Aim of the exercise: Restate the records so that not a single word differs.

Data to process:

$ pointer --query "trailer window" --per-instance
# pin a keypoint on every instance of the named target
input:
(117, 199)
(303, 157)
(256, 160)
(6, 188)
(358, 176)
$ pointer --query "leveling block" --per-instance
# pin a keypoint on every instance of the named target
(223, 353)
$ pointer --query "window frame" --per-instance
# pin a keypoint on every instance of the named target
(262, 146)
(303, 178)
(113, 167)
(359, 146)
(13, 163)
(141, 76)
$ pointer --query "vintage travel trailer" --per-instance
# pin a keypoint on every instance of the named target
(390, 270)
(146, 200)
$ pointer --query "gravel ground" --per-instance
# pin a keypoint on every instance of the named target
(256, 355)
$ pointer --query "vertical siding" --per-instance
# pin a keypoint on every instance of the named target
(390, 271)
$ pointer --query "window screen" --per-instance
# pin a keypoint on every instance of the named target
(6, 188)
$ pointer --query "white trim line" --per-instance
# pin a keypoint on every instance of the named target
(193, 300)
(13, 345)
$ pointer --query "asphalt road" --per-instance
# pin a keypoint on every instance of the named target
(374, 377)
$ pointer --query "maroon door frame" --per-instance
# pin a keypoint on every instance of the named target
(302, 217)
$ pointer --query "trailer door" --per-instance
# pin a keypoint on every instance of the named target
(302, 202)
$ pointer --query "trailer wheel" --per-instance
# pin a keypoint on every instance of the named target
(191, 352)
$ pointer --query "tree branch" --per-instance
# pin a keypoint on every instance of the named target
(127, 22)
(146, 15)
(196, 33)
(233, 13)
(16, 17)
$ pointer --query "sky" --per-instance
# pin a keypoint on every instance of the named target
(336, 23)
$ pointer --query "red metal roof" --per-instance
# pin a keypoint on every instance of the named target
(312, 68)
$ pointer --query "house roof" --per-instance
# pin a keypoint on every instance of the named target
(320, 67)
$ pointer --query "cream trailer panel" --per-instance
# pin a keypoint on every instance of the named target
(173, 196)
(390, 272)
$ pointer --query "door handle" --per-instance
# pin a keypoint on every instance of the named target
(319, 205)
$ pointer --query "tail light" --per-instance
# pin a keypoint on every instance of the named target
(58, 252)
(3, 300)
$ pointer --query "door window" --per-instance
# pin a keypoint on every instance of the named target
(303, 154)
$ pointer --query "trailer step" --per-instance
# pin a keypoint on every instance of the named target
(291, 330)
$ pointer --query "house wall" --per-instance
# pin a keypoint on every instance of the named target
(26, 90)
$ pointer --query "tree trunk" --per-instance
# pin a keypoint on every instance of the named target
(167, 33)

Solution:
$ pointer --query "trailer window" --per-instance
# pin a keypoint on every instance of the named target
input:
(117, 199)
(303, 157)
(256, 160)
(6, 188)
(358, 176)
$ pointer --query "leveling block" --per-instance
# pin a keypoint on every instance of the named target
(223, 353)
$ pointer --query "window frame" --per-instance
# pin a keypoint on every instance of the named target
(262, 146)
(303, 178)
(113, 167)
(359, 146)
(13, 163)
(141, 76)
$ pointer --query "vintage travel trailer" --per-instance
# pin a keypoint on every instance of the named target
(390, 270)
(146, 200)
$ pointer --query "gravel ground" --per-instance
# pin a keypoint on every instance of the named target
(256, 355)
$ pointer --query "vertical siding" --per-instance
# pin a keypoint on every instance of the named target
(390, 271)
$ pointer --query "window screen" --per-instance
# pin a keypoint on every instance of the named target
(6, 188)
$ pointer --query "white trim line" --per-instance
# pin a keypoint on every instance of the named target
(193, 300)
(13, 345)
$ pointer --query "asphalt road" --per-instance
# pin a keypoint on every instance of the named target
(374, 377)
$ pointer --query "maroon door frame" --per-instance
# pin a keypoint on every instance of the named target
(302, 217)
$ pointer --query "trailer door" --per-instance
# pin a keypoint on every instance of the named target
(302, 202)
$ pointer --query "trailer wheel" --per-instance
# pin a keypoint on every instance of the named target
(191, 352)
$ pointer --query "tree branch" --per-instance
# pin a keypoint on every instance of the named target
(127, 22)
(146, 15)
(196, 33)
(233, 13)
(16, 17)
$ pointer --query "sky" --per-instance
# pin a keypoint on every instance of the named target
(336, 23)
$ pointer --query "red metal roof" --per-instance
# pin a keypoint on every instance of the named target
(312, 68)
$ pointer --query "house roof" --per-instance
# pin a keypoint on every instance of the named target
(320, 67)
$ pointer --query "cream trailer panel" --per-instance
# pin a keypoint on every instance of the named target
(173, 196)
(390, 272)
$ pointer --query "door handle" --per-instance
# pin a keypoint on every instance of the named target
(319, 205)
$ pointer --query "tail light" --per-instance
# pin a keypoint on every instance of the named target
(58, 252)
(3, 300)
$ pointer --query "door window" --per-instance
# pin a keypoint on every instance of the named target
(303, 154)
$ pointer --query "trailer step" --per-instance
# pin a keypoint on every instance of the named target
(291, 330)
$ pointer --query "house wall" --per-instance
# pin a keypoint on every instance of the named target
(26, 90)
$ pointer --query "tree trunk" --per-instance
# pin a keypoint on every instance of the named target
(167, 33)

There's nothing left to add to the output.